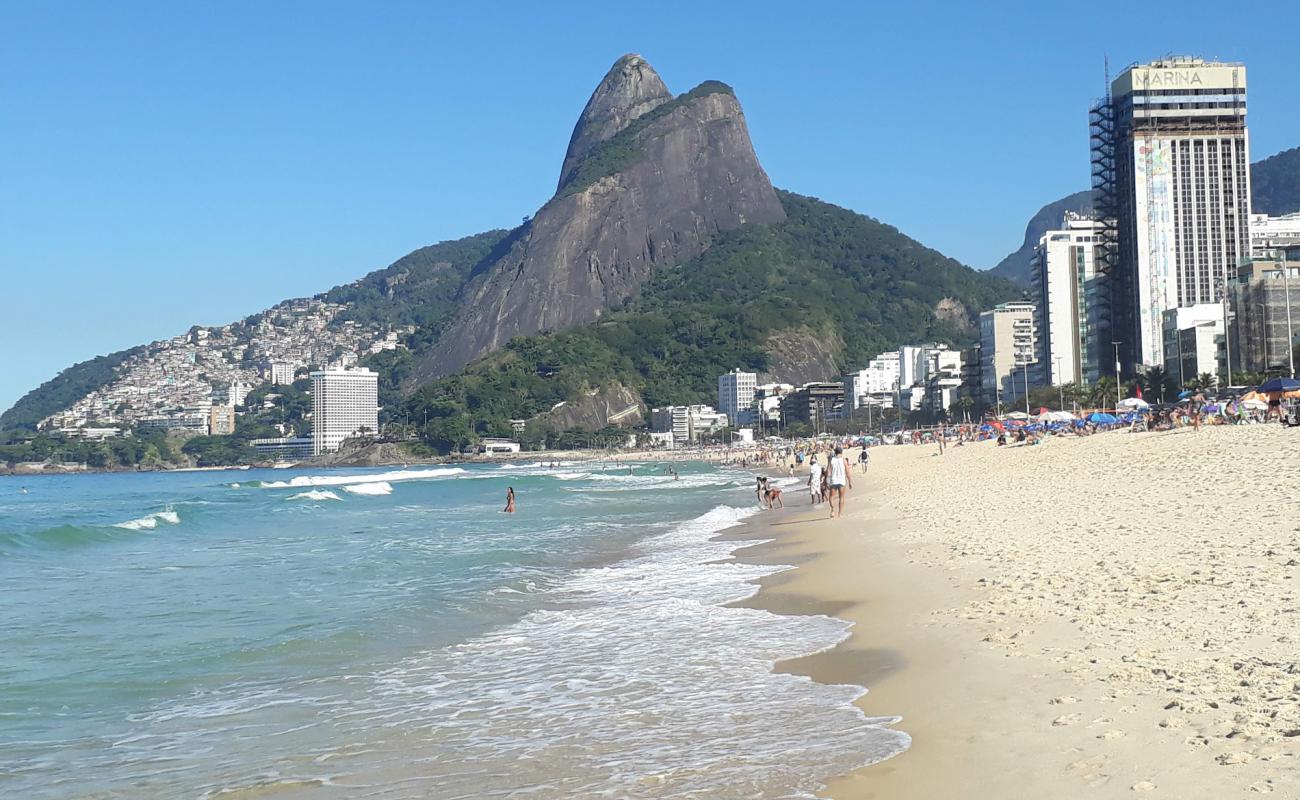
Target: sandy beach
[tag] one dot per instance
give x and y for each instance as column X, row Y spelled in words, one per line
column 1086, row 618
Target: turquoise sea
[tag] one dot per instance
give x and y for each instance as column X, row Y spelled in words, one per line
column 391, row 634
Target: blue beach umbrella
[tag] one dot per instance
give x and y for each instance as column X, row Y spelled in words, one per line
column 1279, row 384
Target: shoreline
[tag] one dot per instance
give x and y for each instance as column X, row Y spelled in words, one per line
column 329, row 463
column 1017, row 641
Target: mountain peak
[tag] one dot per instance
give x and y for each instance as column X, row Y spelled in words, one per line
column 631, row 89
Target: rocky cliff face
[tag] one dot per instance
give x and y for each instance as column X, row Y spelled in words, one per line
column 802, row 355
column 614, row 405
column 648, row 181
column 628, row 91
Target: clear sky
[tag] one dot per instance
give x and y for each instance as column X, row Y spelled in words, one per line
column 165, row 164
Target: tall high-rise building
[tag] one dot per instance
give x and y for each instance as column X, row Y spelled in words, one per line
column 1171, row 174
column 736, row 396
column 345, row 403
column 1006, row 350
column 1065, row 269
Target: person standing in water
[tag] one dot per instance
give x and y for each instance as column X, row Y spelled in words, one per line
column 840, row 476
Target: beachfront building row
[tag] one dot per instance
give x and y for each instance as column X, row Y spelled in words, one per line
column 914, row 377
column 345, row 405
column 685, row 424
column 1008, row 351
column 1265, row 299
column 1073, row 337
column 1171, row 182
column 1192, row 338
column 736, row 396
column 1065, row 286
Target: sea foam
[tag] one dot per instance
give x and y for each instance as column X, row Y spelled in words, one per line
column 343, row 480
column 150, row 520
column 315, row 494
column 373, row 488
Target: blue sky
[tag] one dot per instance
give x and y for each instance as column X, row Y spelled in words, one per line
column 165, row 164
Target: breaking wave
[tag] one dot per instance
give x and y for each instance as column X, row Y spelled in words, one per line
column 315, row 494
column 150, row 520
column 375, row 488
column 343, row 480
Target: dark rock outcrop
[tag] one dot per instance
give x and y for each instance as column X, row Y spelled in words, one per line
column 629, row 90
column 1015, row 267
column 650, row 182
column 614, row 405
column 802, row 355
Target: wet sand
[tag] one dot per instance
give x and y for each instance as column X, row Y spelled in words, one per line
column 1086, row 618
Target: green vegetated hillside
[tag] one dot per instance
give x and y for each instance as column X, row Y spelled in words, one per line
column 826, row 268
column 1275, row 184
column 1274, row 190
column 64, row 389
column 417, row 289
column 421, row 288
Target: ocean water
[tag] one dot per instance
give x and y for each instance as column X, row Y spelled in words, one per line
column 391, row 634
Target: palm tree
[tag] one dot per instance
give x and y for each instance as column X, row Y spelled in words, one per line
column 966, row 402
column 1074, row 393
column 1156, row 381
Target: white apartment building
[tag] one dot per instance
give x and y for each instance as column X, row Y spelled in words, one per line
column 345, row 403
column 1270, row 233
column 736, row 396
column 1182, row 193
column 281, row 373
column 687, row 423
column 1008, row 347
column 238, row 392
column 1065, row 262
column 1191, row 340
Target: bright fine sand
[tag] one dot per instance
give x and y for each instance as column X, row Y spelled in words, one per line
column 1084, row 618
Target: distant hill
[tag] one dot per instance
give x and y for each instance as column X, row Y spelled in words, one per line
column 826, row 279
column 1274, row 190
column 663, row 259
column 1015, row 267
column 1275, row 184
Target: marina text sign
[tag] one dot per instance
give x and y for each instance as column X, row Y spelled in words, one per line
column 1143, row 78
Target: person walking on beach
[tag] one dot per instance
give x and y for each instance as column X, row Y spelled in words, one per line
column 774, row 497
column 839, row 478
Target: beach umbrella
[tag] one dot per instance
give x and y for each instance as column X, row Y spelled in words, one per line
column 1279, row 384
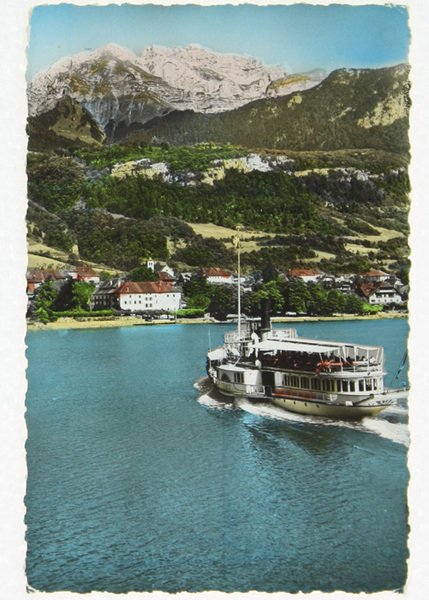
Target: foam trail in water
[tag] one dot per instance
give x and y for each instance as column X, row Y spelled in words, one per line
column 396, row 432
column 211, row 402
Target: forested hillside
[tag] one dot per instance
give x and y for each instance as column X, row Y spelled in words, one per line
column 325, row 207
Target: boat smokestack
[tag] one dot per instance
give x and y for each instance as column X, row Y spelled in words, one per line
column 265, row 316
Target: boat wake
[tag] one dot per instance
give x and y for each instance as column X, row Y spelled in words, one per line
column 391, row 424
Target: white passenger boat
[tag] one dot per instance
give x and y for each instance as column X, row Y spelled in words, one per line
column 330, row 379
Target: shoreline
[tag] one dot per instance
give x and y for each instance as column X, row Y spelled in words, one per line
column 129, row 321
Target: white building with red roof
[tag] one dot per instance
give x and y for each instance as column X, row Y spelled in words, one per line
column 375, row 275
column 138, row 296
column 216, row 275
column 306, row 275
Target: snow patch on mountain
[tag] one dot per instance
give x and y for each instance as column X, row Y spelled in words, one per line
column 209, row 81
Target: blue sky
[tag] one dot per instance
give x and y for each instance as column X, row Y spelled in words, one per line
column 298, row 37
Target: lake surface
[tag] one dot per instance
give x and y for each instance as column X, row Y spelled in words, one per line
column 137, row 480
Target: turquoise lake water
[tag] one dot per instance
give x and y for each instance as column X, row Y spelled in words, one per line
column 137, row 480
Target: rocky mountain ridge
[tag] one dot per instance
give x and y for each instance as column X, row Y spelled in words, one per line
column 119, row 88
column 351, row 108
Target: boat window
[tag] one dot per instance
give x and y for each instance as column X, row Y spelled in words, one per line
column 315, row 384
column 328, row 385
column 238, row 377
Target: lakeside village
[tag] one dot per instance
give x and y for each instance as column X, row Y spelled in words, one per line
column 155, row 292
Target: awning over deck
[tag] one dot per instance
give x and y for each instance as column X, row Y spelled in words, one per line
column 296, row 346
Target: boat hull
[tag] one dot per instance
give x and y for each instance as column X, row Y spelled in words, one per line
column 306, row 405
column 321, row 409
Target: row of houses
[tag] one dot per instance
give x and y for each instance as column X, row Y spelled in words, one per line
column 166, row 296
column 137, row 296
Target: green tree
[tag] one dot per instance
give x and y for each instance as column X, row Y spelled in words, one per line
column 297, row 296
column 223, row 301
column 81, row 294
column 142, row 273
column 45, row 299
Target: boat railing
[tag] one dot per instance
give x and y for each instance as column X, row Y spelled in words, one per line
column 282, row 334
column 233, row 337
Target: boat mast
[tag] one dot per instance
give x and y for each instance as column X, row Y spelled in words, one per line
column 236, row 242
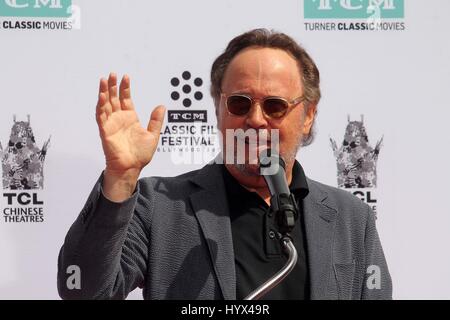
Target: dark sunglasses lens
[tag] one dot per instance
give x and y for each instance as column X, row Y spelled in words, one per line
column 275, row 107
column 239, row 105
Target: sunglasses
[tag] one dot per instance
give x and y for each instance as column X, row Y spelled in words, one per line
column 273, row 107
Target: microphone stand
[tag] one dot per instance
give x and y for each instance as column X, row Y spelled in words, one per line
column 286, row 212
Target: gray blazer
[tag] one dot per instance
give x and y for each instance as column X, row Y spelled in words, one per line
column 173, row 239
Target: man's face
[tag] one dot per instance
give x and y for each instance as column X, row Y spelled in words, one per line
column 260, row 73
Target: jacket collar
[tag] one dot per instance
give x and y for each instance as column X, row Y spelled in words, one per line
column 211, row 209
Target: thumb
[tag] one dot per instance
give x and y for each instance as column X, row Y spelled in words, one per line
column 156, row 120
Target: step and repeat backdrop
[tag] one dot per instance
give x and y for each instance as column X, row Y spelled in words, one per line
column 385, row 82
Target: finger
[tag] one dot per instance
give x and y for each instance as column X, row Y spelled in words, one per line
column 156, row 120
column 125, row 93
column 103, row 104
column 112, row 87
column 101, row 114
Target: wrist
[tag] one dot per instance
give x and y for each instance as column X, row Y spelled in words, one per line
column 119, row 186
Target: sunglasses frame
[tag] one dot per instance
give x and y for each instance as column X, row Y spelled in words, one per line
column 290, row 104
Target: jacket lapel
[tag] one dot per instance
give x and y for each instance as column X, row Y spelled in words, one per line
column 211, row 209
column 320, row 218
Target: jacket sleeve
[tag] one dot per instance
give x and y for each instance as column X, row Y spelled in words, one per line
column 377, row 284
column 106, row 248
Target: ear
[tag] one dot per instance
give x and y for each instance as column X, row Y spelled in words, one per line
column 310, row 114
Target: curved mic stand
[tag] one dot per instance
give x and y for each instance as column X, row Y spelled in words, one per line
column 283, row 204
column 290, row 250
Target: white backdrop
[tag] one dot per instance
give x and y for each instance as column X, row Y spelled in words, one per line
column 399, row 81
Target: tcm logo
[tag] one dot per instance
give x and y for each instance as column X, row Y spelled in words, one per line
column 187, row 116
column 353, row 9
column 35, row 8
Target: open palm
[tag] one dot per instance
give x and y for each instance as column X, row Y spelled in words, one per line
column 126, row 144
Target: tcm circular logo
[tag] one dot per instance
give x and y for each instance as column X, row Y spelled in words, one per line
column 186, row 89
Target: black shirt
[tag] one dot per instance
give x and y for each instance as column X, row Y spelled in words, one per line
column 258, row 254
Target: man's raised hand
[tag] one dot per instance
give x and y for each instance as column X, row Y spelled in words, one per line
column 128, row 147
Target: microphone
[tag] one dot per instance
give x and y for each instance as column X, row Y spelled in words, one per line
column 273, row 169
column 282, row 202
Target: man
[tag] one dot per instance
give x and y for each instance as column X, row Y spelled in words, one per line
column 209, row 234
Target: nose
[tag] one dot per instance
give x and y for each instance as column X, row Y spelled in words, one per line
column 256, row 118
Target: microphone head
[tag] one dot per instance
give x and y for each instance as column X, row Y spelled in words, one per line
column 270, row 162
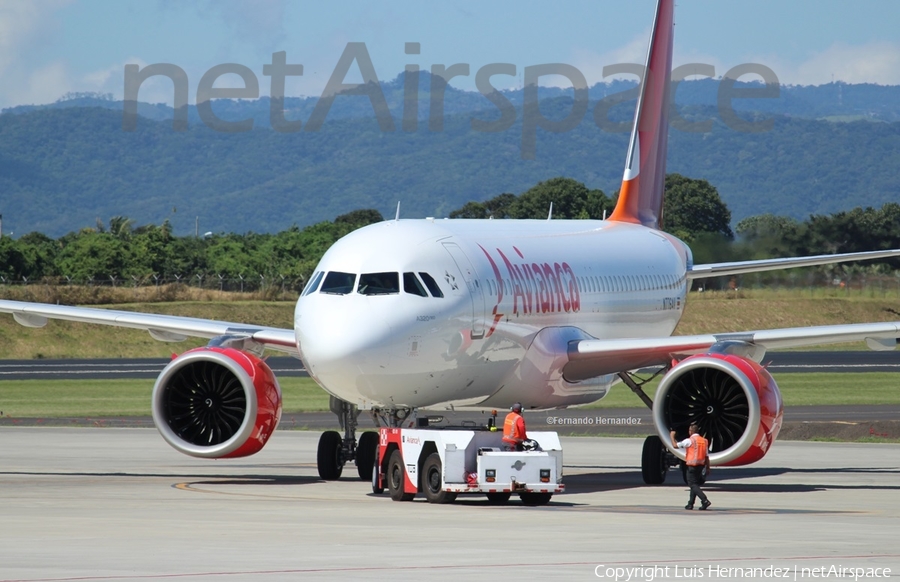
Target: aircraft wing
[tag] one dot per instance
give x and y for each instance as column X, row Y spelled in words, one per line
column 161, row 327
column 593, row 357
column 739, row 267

* * *

● THE PROBLEM
Reproduce everything from the line containing "Target: man's raised hand" down to the last line of the items above, character for character, with the pictures omitted.

● FULL OUTPUT
Target: man's raised hand
[tag] one dot per instance
give x and y for each instance as column X, row Y spelled in words, one per line
column 128, row 147
Target: microphone
[tag] one dot per instance
give x and y for each instance as column X, row Y spelled in words, one per line
column 273, row 169
column 282, row 202
Target: man
[tag] one dot per instance
give x and y for each instance as column X, row Y spelled in words, one per line
column 209, row 234
Target: nose
[tag] one dot per instance
give x and y for each instance as column X, row Y spelled in words, one per line
column 256, row 118
Target: microphone head
[tag] one dot per instance
give x and y for each instance as column X, row Y spelled in words, one per line
column 270, row 162
Target: aircraft wing
[tag] one dot per instance
give x and y for each instance as column X, row Y spelled in words, one per line
column 161, row 327
column 593, row 357
column 739, row 267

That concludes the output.